Report every line in the material below that contains the string "wristwatch", copying each such line in full. Treat the match as case-sensitive.

═════ SUPPLIED INFORMATION ═════

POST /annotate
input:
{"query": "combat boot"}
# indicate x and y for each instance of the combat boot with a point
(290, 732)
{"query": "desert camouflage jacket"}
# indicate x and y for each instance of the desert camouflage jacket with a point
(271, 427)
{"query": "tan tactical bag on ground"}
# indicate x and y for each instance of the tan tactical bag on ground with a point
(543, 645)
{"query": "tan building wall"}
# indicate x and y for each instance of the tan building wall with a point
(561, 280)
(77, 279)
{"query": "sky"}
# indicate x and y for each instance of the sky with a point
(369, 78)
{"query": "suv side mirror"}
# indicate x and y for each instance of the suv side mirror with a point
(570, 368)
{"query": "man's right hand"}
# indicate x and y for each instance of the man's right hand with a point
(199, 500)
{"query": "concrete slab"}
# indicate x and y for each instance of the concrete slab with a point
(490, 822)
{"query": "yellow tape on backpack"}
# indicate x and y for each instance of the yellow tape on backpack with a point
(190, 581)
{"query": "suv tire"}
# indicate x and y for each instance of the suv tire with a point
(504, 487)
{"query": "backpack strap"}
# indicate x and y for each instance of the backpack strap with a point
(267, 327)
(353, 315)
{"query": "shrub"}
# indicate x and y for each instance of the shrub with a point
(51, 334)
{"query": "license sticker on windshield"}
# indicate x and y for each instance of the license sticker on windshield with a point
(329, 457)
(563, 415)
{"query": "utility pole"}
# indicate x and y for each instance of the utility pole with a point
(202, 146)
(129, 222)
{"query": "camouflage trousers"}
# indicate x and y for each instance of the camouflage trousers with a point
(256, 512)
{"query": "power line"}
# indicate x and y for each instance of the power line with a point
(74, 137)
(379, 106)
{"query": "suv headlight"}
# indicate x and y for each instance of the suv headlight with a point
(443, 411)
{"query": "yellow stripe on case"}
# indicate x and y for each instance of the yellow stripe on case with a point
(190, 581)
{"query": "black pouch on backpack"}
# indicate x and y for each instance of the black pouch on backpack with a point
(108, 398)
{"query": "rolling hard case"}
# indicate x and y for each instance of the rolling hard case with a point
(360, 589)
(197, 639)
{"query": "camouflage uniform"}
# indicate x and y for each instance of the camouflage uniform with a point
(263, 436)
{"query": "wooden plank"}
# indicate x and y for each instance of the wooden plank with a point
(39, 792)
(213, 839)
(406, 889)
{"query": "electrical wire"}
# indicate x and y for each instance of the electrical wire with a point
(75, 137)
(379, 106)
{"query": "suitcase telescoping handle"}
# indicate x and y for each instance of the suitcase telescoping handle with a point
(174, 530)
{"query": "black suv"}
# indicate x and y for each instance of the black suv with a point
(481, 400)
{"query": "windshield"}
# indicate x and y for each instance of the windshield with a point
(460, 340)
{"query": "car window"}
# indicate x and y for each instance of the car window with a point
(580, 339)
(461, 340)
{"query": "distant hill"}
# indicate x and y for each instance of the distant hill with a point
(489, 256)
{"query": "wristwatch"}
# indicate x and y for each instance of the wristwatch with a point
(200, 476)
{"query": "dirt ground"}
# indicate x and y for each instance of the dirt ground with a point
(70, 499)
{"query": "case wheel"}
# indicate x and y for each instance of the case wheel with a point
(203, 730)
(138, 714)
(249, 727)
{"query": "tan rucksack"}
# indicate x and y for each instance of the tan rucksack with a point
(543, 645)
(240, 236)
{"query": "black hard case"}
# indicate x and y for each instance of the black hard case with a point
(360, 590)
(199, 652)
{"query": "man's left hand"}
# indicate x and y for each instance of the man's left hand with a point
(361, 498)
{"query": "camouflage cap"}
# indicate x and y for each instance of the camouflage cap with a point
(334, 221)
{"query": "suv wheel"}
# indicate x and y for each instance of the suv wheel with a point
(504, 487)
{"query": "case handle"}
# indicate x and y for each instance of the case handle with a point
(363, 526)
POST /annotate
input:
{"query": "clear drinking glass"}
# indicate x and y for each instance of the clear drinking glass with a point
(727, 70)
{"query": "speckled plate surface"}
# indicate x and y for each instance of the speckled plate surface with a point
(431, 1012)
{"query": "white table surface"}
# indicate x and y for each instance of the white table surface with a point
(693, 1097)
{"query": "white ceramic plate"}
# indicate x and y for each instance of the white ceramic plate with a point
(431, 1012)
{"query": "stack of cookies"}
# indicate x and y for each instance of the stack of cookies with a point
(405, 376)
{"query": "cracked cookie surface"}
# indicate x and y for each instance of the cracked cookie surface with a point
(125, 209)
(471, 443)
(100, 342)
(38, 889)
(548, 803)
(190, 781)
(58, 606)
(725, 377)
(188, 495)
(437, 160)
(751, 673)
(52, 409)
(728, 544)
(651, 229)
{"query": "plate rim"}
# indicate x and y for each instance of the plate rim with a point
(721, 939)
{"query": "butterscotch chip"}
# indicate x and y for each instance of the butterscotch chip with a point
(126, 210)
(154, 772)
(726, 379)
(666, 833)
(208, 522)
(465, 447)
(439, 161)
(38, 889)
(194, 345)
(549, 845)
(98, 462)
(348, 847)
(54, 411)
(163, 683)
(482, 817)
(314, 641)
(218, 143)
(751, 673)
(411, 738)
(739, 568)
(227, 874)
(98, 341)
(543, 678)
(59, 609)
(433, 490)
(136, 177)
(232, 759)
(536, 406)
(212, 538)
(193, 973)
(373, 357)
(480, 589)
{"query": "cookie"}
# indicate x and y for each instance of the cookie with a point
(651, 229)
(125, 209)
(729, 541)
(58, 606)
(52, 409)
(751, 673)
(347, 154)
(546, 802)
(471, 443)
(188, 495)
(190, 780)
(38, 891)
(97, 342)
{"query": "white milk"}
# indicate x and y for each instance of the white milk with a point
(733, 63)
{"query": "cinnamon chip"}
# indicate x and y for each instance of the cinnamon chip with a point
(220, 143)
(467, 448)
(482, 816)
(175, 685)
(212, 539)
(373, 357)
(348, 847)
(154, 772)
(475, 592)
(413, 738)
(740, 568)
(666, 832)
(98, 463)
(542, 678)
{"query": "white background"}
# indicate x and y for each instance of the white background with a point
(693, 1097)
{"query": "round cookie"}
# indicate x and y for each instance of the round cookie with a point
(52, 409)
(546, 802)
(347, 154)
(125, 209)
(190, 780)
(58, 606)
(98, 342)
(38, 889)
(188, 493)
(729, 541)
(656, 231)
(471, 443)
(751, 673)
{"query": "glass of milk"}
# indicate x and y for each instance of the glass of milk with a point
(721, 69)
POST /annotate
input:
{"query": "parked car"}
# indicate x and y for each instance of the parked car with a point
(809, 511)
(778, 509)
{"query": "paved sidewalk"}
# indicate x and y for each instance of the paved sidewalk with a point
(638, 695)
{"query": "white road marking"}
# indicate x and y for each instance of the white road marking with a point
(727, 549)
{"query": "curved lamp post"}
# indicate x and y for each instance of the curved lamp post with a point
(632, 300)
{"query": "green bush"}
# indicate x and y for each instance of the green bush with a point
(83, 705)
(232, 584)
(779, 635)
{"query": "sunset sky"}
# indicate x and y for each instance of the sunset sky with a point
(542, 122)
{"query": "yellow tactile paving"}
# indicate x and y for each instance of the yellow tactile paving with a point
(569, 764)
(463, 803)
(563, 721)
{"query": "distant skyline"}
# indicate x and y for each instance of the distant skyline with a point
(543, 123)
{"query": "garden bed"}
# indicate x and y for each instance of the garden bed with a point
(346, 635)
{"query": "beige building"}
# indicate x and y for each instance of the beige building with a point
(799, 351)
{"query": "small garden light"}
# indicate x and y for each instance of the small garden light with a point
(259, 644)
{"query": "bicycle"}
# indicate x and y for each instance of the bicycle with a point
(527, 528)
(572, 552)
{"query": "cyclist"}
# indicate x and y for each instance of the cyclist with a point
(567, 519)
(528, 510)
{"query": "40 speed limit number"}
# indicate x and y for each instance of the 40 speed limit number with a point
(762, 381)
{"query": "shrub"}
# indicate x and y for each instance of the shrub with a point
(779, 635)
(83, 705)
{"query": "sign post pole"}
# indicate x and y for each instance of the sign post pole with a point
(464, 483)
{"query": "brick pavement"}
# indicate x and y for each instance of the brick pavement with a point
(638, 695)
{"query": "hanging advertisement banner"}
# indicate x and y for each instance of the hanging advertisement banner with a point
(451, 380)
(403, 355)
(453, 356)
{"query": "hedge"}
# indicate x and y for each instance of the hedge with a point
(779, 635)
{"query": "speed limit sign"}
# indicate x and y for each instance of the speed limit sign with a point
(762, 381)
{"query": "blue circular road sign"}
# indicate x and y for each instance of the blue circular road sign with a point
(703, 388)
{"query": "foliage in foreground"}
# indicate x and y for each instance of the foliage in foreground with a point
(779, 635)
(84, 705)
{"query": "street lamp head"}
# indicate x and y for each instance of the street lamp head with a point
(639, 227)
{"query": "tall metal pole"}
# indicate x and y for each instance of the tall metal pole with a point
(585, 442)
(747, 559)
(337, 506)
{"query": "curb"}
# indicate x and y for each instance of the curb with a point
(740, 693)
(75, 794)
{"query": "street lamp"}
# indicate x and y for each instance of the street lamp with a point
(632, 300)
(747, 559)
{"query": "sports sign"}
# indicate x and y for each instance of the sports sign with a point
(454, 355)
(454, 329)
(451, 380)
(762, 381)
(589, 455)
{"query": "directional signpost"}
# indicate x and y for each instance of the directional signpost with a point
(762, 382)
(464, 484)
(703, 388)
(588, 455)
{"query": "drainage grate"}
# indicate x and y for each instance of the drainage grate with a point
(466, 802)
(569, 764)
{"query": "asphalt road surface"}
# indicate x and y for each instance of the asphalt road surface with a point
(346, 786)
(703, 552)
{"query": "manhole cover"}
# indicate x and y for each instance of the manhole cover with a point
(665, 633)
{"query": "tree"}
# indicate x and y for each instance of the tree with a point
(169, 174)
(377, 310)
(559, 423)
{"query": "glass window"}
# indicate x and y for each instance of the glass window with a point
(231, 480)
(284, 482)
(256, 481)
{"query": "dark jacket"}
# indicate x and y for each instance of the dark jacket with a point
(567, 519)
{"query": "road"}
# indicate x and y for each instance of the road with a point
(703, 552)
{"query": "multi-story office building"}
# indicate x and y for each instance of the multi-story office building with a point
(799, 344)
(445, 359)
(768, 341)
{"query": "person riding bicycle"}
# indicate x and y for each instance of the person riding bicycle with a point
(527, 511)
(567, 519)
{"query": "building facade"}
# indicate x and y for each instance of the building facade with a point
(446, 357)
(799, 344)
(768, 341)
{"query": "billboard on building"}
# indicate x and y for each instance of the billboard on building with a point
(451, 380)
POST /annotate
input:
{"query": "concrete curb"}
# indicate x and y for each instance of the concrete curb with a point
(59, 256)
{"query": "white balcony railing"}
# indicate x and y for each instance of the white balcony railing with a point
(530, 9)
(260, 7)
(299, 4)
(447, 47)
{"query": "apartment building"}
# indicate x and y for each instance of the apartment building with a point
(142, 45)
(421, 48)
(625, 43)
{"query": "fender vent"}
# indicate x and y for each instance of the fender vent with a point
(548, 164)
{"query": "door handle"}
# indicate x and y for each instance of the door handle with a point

═════

### SOLVED PROBLEM
{"query": "wristwatch"}
# indicate x and y for each instance of the wristwatch with a point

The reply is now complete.